Data section ->
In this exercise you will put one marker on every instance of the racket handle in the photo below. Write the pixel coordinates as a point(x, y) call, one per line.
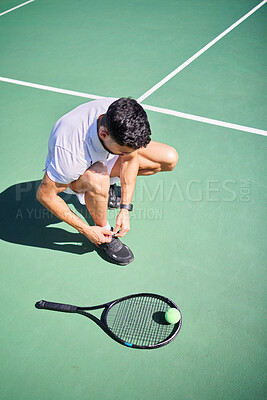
point(55, 306)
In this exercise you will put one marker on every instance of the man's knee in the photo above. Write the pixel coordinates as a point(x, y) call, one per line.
point(95, 180)
point(97, 177)
point(171, 158)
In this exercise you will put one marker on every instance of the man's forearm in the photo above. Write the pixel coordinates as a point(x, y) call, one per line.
point(57, 206)
point(128, 175)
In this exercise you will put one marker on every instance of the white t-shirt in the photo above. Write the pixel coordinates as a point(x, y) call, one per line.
point(74, 144)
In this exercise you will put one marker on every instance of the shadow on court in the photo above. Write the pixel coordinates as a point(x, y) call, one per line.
point(24, 221)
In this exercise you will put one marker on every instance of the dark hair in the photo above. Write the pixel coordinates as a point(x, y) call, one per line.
point(127, 123)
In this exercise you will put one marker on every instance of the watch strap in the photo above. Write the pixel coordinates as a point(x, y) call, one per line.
point(128, 207)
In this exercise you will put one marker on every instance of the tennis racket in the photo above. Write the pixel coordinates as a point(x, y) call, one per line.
point(136, 321)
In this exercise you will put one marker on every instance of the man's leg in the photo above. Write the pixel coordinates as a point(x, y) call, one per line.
point(156, 157)
point(94, 183)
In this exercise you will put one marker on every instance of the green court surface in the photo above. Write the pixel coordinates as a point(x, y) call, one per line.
point(198, 233)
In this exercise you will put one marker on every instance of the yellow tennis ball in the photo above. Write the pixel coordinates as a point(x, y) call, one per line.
point(172, 316)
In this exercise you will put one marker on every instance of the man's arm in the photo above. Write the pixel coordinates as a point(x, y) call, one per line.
point(128, 174)
point(47, 194)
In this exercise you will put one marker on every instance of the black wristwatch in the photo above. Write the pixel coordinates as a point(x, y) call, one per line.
point(128, 207)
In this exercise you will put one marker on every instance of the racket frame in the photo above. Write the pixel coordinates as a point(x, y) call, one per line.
point(102, 322)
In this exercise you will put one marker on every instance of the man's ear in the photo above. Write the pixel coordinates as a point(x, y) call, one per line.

Exercise details -> Reproduce every one of the records above word for word, leaving the picture out.

Completed exercise ->
In this exercise you will put one marker on every instance of the racket handle in the photo below. Write the pixel coordinates as a point(x, y) call, one per line.
point(55, 306)
In this exercise you will put one marker on every instance of the man's knee in the photo above. Write the pixel coordinates as a point(x, y) call, one per line.
point(95, 180)
point(97, 177)
point(171, 158)
In this exercise you will put one marker on every instance of the man's forearm in the photo above. Write the pixel coordinates as a point(x, y) call, one per line.
point(57, 206)
point(128, 175)
In this exercise you will put one marker on every instance of the white t-shirt in the photo above. Write the pixel coordinates as a point(x, y) call, one per line.
point(74, 144)
In this exercise you will put one marker on every instance of the shadow on court in the photo above. Write the pixel coordinates as a point(x, y) call, one per line.
point(24, 221)
In this exercise you will put one marker on every instance of the dark hair in the photo above. Write the pixel coordinates as a point(x, y) call, one per line.
point(127, 123)
In this exercise you will put one marker on every instance of the watch strap in the photo above. Write the pixel coordinates as a point(x, y) call, one per line.
point(128, 207)
In this exercise you will put one marker on every instance of the tennis racket in the photo above. Write the pixel coordinates as a point(x, y) call, one per line.
point(136, 321)
In this exercise you will put one marker on every instance of the man's leg in the photo above. Write the pixel coordinates as a point(x, y) call, one per line.
point(156, 157)
point(94, 183)
In this exercise you will put one marker on every instance of the green court surface in the photo above. Write the pixel coordinates as a point(x, y) call, one per line.
point(198, 233)
In this exercise you will put one marker on every instance of the yellow tennis ball in the photo above. Write the pixel coordinates as a point(x, y) call, one per line.
point(172, 316)
In this exercise you will put one marker on every instance of the man's arm in the photo above. Write the pixel coordinates as a point(x, y) call, one per line.
point(128, 174)
point(47, 194)
In this exercise you will put one marker on every instance of the black wristwatch in the photo above. Write the pixel coordinates as a point(x, y) call, one per line.
point(128, 207)
In this exercise you will put one marker on every instance of the racket frame in the photo above. Write the pixel coordinates as a point(x, y) call, one per line.
point(102, 322)
In this exercise you will put one marker on every instance of the man's ear in the photo above. Write the pixel coordinates as a point(x, y) call, one per line.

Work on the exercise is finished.